-- Instructions to follow --
Put the entries below into a two-column CSV with the header text,answer and one row per entry. Each row should hold the entry's text and its answer, each as a single quoted field with line breaks replaced by spaces.

-- Entries from a point labeling set --
Begin

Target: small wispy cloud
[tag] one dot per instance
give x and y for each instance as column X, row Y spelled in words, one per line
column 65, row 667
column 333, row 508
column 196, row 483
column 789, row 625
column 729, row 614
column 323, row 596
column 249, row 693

End

-- Reply --
text,answer
"Target: small wispy cloud [tag] one dot per instance give x and y for each instance as column X, row Y spelled in words, one per line","column 65, row 667 column 333, row 508 column 196, row 483 column 789, row 625 column 729, row 614 column 323, row 596 column 249, row 693"